» **Data section**
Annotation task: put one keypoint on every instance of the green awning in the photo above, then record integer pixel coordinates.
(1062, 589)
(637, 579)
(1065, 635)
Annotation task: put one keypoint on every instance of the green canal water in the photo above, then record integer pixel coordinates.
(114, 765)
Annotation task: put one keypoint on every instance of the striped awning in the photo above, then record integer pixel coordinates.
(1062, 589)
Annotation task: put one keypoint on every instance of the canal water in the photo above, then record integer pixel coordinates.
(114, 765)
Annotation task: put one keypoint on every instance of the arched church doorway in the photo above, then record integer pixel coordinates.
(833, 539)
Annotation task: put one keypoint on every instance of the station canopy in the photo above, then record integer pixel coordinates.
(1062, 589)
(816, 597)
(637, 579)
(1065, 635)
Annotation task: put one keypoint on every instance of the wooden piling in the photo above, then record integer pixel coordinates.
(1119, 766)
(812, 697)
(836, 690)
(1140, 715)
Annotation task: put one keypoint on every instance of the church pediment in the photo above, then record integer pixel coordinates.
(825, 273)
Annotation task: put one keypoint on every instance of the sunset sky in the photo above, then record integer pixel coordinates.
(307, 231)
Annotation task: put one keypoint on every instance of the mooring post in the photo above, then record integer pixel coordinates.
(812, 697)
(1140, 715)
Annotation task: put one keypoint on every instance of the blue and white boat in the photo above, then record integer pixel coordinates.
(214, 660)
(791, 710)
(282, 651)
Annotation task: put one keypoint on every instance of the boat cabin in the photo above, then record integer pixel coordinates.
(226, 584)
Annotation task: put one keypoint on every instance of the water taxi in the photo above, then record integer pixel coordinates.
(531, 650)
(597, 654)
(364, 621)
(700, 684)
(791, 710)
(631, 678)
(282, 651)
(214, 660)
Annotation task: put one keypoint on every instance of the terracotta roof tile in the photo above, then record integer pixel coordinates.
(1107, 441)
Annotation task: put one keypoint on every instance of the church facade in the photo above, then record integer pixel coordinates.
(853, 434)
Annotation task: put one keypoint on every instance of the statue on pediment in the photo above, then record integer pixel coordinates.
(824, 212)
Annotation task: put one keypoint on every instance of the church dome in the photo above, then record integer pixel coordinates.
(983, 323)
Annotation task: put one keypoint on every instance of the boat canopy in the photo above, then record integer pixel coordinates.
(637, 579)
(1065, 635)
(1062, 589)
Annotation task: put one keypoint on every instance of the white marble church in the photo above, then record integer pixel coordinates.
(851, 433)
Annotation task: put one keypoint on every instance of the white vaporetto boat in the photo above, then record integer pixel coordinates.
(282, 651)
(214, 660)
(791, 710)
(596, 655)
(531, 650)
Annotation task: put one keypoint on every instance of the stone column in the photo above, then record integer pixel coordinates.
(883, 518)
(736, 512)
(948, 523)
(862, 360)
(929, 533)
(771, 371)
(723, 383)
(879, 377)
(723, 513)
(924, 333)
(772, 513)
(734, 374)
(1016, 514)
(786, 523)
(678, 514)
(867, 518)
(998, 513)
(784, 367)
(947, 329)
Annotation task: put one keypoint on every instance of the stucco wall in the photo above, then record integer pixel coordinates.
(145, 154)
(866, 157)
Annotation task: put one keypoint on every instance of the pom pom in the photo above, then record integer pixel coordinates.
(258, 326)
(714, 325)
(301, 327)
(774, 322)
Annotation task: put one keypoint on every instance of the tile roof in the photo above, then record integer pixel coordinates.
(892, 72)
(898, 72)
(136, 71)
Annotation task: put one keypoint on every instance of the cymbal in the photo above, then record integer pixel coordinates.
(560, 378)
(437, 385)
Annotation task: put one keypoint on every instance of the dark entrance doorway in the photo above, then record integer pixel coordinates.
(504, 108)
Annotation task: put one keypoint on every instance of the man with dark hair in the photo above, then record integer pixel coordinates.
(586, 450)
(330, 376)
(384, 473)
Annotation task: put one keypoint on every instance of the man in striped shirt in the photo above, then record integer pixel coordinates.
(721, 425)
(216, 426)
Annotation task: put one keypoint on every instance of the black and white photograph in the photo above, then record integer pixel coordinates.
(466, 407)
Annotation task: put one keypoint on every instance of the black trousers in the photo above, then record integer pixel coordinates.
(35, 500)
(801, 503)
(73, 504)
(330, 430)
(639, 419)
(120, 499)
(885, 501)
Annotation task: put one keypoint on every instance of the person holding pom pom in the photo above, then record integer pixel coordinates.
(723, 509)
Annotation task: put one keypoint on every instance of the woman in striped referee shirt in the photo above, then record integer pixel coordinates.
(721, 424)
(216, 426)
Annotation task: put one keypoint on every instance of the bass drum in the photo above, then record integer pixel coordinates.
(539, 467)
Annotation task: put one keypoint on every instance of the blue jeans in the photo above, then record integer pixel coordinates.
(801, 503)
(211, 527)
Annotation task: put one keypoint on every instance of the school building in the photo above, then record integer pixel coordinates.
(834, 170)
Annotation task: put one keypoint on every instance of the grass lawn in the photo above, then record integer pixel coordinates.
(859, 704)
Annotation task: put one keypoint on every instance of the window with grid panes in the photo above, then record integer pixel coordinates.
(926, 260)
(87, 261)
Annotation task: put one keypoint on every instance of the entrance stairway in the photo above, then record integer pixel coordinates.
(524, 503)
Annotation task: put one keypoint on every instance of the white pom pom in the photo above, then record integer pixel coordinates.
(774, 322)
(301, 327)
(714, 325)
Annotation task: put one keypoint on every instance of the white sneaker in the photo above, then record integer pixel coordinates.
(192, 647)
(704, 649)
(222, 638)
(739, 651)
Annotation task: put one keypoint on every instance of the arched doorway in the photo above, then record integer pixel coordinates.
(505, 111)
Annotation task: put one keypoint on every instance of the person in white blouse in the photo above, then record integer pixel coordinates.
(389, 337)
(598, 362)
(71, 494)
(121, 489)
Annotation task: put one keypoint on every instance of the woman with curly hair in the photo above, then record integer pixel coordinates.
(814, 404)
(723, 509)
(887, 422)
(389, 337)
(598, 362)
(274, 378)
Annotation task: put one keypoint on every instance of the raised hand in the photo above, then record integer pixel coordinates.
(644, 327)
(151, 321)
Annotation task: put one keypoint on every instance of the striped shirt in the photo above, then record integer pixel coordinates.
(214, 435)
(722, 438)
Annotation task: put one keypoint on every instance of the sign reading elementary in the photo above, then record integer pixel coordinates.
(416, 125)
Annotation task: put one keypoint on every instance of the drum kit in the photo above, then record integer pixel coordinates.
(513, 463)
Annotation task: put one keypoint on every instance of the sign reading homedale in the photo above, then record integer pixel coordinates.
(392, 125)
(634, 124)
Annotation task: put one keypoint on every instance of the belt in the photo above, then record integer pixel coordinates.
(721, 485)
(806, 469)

» **The exercise**
Copy all of the material above word for word, keeping every line in its original order.

» **Output**
Annotation task: put one keypoint on every instance of the green awning in the photo above, then record integer pixel coordinates.
(1062, 589)
(637, 579)
(1065, 635)
Annotation task: put one keypoint on every instance of the green canal water in the photo above, then record integer pixel coordinates.
(114, 765)
Annotation task: put one keypoint on every instance of the striped awning in the photo above, then record integer pixel coordinates.
(1062, 589)
Annotation task: put one keypoint on every instance of the canal water in the photo above, then record integer pixel coordinates.
(114, 765)
Annotation task: put one keypoint on every instance of the arched church doorway in the photo above, then record integer pixel coordinates.
(833, 539)
Annotation task: put one keypoint on every instance of the station canopy in the photo above, then record integer pixel coordinates.
(1062, 589)
(816, 597)
(637, 579)
(1065, 635)
Annotation task: put one keypoint on every instance of the wooden piling in the photo above, then record integer pixel coordinates.
(1119, 766)
(812, 697)
(836, 690)
(1140, 715)
Annotation task: put one keypoint on every instance of the church pediment in the photo above, then record integer pixel coordinates.
(825, 273)
Annotation task: put one keypoint on every instance of the sunset sky in the photo above, then record integer pixel coordinates.
(307, 231)
Annotation task: put one keypoint on every instance of the mooring post in the photo above, then record integer pixel coordinates.
(812, 697)
(1140, 715)
Annotation task: put one keypoint on every instance of the blue and white boat in the photo above, then record integer pixel coordinates.
(214, 660)
(791, 710)
(282, 651)
Annotation task: put one keypoint on every instance of the boat cabin in the photo above, then record integer pixel coordinates.
(226, 584)
Annotation task: put one keypoint on every instance of the water taxi in the photo above, then record integer pixel coordinates.
(531, 650)
(597, 654)
(364, 621)
(700, 684)
(791, 710)
(631, 678)
(282, 651)
(214, 660)
Annotation task: put one keypoint on every instance of the terracotta roof tile in the photo above, then record integer pixel coordinates.
(1107, 441)
Annotation task: put one keypoint on every instance of the church facade in the photo above, then record integer pixel coordinates.
(853, 434)
Annotation task: put one keypoint on every instance of the statue on pediment in the photo above, then record integer pixel coordinates.
(824, 212)
Annotation task: put one keypoint on every instance of the church dome in the photo above, then record integer pixel coordinates.
(983, 323)
Annotation task: put one keypoint on every instance of the boat canopy in the photo above, then record integer pixel coordinates.
(637, 579)
(1065, 635)
(1062, 589)
Annotation task: put one keypoint on every instance of the white marble church in the photo above, then record integer pixel coordinates.
(851, 433)
Annotation task: put one keypoint on every instance of the white vaporetto boat in the photo above, then record integer pixel coordinates.
(282, 651)
(214, 660)
(791, 710)
(596, 655)
(531, 650)
Annotation task: put one keypoint on every instance of the stone column in the photo above, then record integer pixel coordinates.
(883, 518)
(736, 512)
(948, 523)
(862, 360)
(929, 533)
(771, 371)
(723, 383)
(879, 377)
(723, 513)
(924, 333)
(772, 513)
(734, 374)
(1016, 514)
(786, 523)
(678, 514)
(867, 518)
(998, 513)
(784, 367)
(947, 329)
Annotation task: put one keypoint on every instance of the stucco wall in the photo above, then record integer pixel coordinates.
(145, 154)
(866, 157)
Annotation task: put one keypoint on every instance of the pom pom in the photo above, then record integer pixel coordinates.
(258, 326)
(714, 325)
(301, 327)
(774, 322)
Annotation task: put one keypoint on every instance of the tile roof in the photo above, then record integer pixel coordinates.
(892, 72)
(898, 72)
(136, 71)
Annotation task: put one keypoint on every instance of the cymbal in the photo above, then record integer pixel coordinates.
(560, 378)
(437, 385)
Annotation task: put one keypoint on every instance of the dark entrance doorway in the photo above, then record integer pixel coordinates.
(504, 108)
Annotation task: put one keypoint on every instance of the man with dark hair in the photo above, then record integer pixel coordinates.
(586, 450)
(330, 376)
(384, 473)
Annotation task: put one keypoint on every instance of the man in striped shirt in the photo above, then record integer pixel coordinates.
(721, 425)
(216, 426)
Annotation task: put one keypoint on every instance of the black and white photograph in the photo above, then record integer pixel coordinates.
(466, 407)
Annotation task: put one keypoint on every instance of the black trousers in the photo above, then record integer pixel coordinates.
(35, 500)
(801, 503)
(73, 504)
(330, 430)
(639, 419)
(120, 499)
(885, 501)
Annotation task: put one keypoint on every instance of the person holding pom pom in the photo above, then record integer pixel coordinates.
(723, 509)
Annotation task: put one keypoint on every instance of the woman in striped referee shirt in the photo above, then record integer pixel coordinates.
(721, 424)
(216, 426)
Annotation task: put one keypoint on every instance of the bass drum in the photo above, then record integer pixel coordinates.
(539, 467)
Annotation task: put one keypoint on every instance of the blue jeans in the photo above, then record integer pixel coordinates.
(801, 503)
(211, 527)
Annotation task: put one keypoint on every instance of the school building in the photo above, then record integer pixel coordinates.
(834, 170)
Annotation task: put one keypoint on every instance of the grass lawn in the photo above, then record integer pixel coordinates.
(859, 704)
Annotation task: put one keypoint on every instance of the window with grid panes in the photo above, then record integer pixel coordinates.
(926, 260)
(87, 261)
Annotation task: put one keypoint on every instance of the entrance stairway in the photo above, then record integer pixel coordinates.
(524, 503)
Annotation task: put one keypoint on every instance of the white pom pom in the photo above, then record integer pixel coordinates.
(774, 322)
(301, 327)
(714, 325)
Annotation task: put one keypoint on every instance of the white sneaker in the photo above, then record integer pixel coordinates.
(192, 647)
(704, 649)
(222, 638)
(739, 651)
Annotation task: put one keypoint on every instance of the arched doorway in the photo above, then record integer pixel coordinates.
(505, 111)
Annotation task: put one keypoint on every instance of the person in white blouse in the photo above, then record integer pixel coordinates.
(389, 337)
(598, 362)
(71, 494)
(121, 489)
Annotation task: put one keypoint on every instance of the woman with curly hair in the photo above, then record integer pixel coordinates.
(814, 404)
(723, 509)
(887, 422)
(389, 337)
(598, 362)
(274, 378)
Annotation task: put one keypoint on every instance of the raised hand in the photo above, then record integer pixel coordinates.
(644, 327)
(151, 321)
Annotation task: put one keypoint on every instance of the striped shirt in the photo above, then record integer pixel coordinates.
(214, 435)
(722, 438)
Annotation task: put one keypoint on every instance of the sign reading elementary in the photo above, then record integer pixel coordinates.
(416, 125)
Annotation task: put one keypoint on every instance of the drum kit in the photo above, then record integer pixel coordinates.
(513, 463)
Annotation task: put one keypoint on every instance of the sign reading homedale in the photo above, then record integer pixel coordinates.
(392, 125)
(634, 124)
Annotation task: put one keypoint on every instance of the belt in the photo above, then record integer pixel coordinates.
(721, 485)
(806, 469)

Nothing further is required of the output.